**练习说明**
改写材料中从含有“Exercise. Label the horse ear”的那一行起、到材料末尾为止的各行，把“horse ear”换成“horse's ear”，其余内容保持不变。

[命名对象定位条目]

+ + + +

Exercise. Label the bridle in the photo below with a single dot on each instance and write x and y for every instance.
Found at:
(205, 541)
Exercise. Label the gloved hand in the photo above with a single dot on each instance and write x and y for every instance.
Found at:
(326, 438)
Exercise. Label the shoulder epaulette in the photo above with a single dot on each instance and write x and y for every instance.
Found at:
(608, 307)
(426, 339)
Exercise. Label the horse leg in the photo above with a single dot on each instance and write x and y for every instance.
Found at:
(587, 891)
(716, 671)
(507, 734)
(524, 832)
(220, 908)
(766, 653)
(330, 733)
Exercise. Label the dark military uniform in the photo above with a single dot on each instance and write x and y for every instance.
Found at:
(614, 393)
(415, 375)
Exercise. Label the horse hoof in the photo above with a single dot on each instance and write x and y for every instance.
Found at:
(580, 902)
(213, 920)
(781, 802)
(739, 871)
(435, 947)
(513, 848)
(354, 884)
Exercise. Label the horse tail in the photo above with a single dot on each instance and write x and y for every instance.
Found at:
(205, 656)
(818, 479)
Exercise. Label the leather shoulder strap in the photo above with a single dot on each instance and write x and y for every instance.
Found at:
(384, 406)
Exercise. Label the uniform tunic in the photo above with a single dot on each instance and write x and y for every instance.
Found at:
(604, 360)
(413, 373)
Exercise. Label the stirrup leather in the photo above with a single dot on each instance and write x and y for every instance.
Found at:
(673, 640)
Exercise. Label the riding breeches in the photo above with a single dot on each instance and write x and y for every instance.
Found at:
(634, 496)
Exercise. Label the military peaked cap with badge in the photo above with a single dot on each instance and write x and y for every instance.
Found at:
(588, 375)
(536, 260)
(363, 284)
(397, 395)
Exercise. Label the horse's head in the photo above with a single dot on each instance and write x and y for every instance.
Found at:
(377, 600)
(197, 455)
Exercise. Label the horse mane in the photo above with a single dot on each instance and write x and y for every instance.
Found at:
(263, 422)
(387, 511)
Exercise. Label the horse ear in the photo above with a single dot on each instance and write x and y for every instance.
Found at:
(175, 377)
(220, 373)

+ + + +

**参考答案**
Exercise. Label the horse's ear in the photo above with a single dot on each instance and write x and y for every instance.
Found at:
(175, 377)
(220, 373)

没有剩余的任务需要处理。